**JOB A:** Express the listing below, from the line containing "Place one point per instance of the small" through the final line of the listing, inclusive, as a JSON list of strings with one string per line and blank lines omitted.

**ARTICLE:**
****

This is a first time collaboration. We hope you enjoy the rich diversity and also notice the many common themes that shine through. It is our way of completing the year and setting 2014 agendas. Please use it to refine your own.
In alphabetical order
Ann-Marie Stagg, Director, Call Centre Management Association (UK)
The UK contact centre industry is sometimes described by commentators as being either mature or stagnant but after a period of; “keep your head down and get on with it,” in 2013 we have seen that our membership has once again become much more active and keen to take part in everything that we do.
Social media has been a sexy thing to talk about and cloud technology, omni-channel and home working are all significant developments that our industry must surely embrace in this new era of mobile commerce. While a number of organisations are making considerable progress in adding these things to their customer service offering, the focus has remained on doing the basics right.
There has been a good deal of positive energy around and many organisations are looking to recruit, to educate and to develop their people.
In 2014 we expect the current focus on customer experience to remain undiluted and that a minority of organisations will once again invest some serious money in adopting leading edge technologies to improve customer service. Many others will continue to gain cost efficiencies from improved processes, better staff education, increasing agent authority and engagement.
Organisations will also benefit from the growing professionalism of the people that lead their customer facing teams and in 2014 our role will be to continue to support them, to educate them and to identify and share best practise wherever it is found.
The more that things change, the more that they stay the same, but I do look forward to having parcels delivered by pilotless drone!
Helen Curl, Head of Portfolio, UBM Live
2013 has been a year when delivering excellent, personalised customer service, whatever the channel, has really come to the fore. This is the key driver of change and investment both in the UK and internationally. After several years of ‘doing the best with what you have’ and financial caution, we have seen businesses attending our live events in greater numbers, with specific buying needs in mind and most encouragingly – budgets. Amongst vendors too, there seems to be a return to optimism and innovation.
Across the UK, US and Japanese markets, there are some common areas of focus – getting social media customer service right, the blended-channel customer journey, integrating analytics, cloud solutions, up-skilling staff and home working. But the overriding principle behind all of these is the desire to increase professionalism.
A tangible sign of this was the high quality of entries for 2013’s ECCCSAs (European Call Centre & Customer Service Awards). The best entries also showed that recognising individual success and rewarding initiative brings benefits for business as a whole.
‘Top 50 Companies for Customer Service’ launched social media benchmarking this year based on feedback from real customers. It now covers 4 channels reflecting the multi-channel reality of its members. Notably, the top 5 companies in each channel were those who scored highest for ‘personalisation’; attesting to the huge importance of treating each customer as an individual.
Encouraging individuality and diversity in the workforce is also a key focus of ContactAbility; a new charity for the contact centre industry which we were proud to support in 2013. Inspired by the Paralympics, it aims to promote employment on the basis of customer service ability rather than physical ability. This again speaks to the growing recognition that identifying and retaining talent must be a cornerstone of our businesses.

****

**INPUT FOR THIS TASK:**
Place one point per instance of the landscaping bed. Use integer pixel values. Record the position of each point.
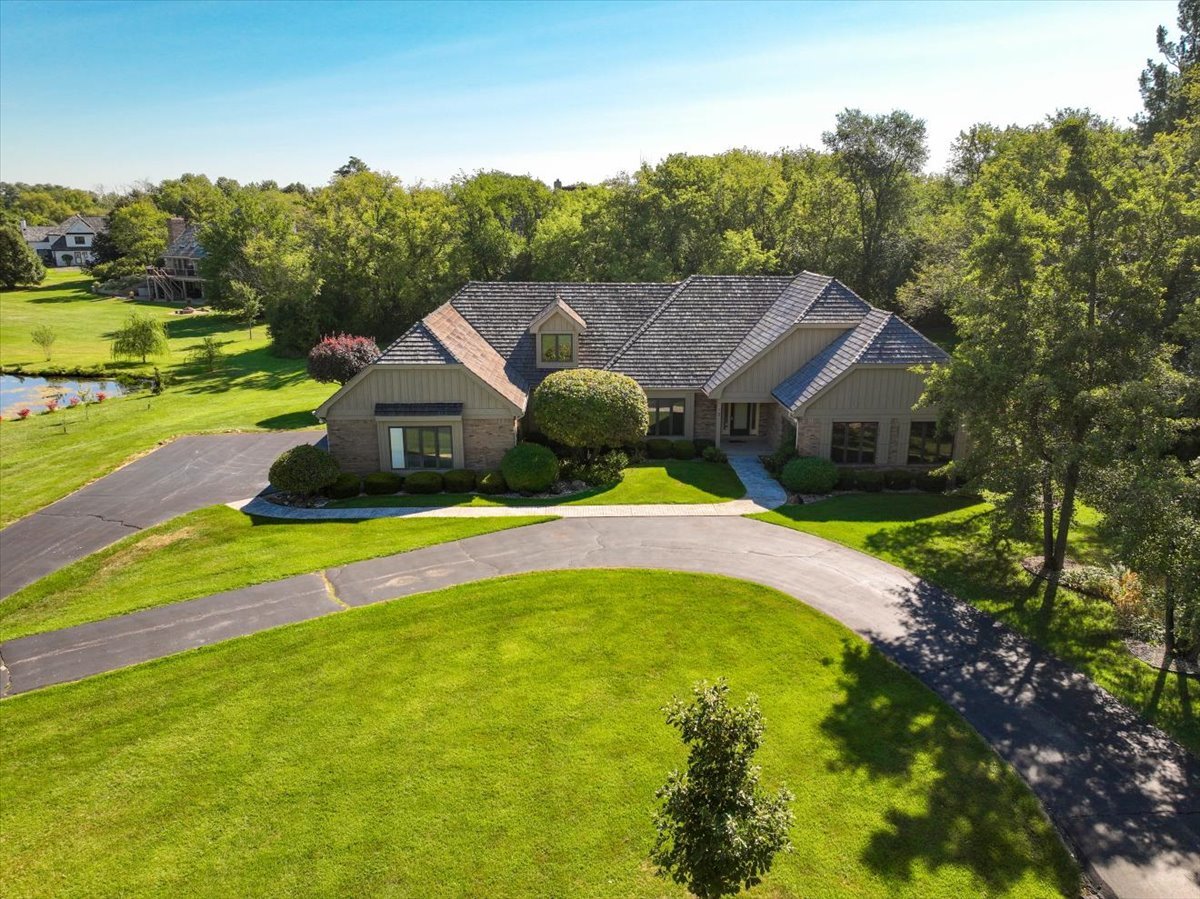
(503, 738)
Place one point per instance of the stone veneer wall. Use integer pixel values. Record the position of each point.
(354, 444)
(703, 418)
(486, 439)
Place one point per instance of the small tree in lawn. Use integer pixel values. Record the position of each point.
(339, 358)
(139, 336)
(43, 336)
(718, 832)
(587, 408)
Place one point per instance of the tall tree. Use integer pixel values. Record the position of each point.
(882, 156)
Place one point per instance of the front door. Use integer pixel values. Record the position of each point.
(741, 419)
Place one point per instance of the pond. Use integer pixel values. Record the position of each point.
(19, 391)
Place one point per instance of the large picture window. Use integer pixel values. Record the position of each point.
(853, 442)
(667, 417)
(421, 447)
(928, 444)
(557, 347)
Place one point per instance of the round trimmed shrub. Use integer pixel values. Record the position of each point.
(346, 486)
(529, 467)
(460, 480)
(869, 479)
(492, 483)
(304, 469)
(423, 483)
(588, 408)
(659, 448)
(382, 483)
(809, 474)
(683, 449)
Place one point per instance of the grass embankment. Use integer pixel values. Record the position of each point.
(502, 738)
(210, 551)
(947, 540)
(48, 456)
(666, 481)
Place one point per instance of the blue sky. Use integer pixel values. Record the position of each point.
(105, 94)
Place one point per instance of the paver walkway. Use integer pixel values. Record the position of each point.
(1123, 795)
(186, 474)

****

**JOB B:** Condense the paragraph of the customer service review above that begins "Across the UK, US and Japanese markets" into a short bulleted list that keeps its main facts.

**COMPLETE RESPONSE A:**
[
  "Place one point per instance of the small tree in lawn. Use integer pixel values. Record the position of each point.",
  "(339, 358)",
  "(139, 336)",
  "(43, 336)",
  "(718, 832)",
  "(587, 408)",
  "Place one point per instance of the tall tree. Use integer pixel values. Record the position of each point.",
  "(882, 156)",
  "Place one point per instance of the front door. Use integer pixel values. Record the position of each point.",
  "(741, 419)",
  "Place one point per instance of the pond. Use integer pixel values. Record the position of each point.",
  "(19, 391)",
  "Place one point per instance of the large picture window. Use integer pixel values. Record the position of each point.",
  "(853, 442)",
  "(667, 417)",
  "(421, 447)",
  "(928, 444)",
  "(557, 347)",
  "Place one point per instance of the round trimmed shrub. Use integer pixel values. Record the position of each point.",
  "(346, 486)",
  "(529, 467)",
  "(460, 480)",
  "(869, 479)",
  "(492, 483)",
  "(304, 469)",
  "(423, 483)",
  "(588, 408)",
  "(659, 448)",
  "(382, 483)",
  "(809, 474)",
  "(683, 449)",
  "Place one point per instance of the grass embankment. Use integer pixel values. Record the position of each point.",
  "(502, 738)",
  "(210, 551)",
  "(947, 540)",
  "(48, 456)",
  "(666, 481)",
  "Place one point per instance of the blue sky. Use integer pixel values. Record the position of each point.",
  "(105, 94)",
  "Place one point per instance of the paver walkway. Use integer pixel values. Record the position of each point.",
  "(1123, 795)",
  "(186, 474)"
]

**COMPLETE RESPONSE B:**
- Common areas of focus in the UK, US and Japanese markets:
  - getting social media customer service right
  - the blended-channel customer journey
  - integrating analytics
  - cloud solutions
  - up-skilling staff
  - home working
- Overriding principle behind all of these: the desire to increase professionalism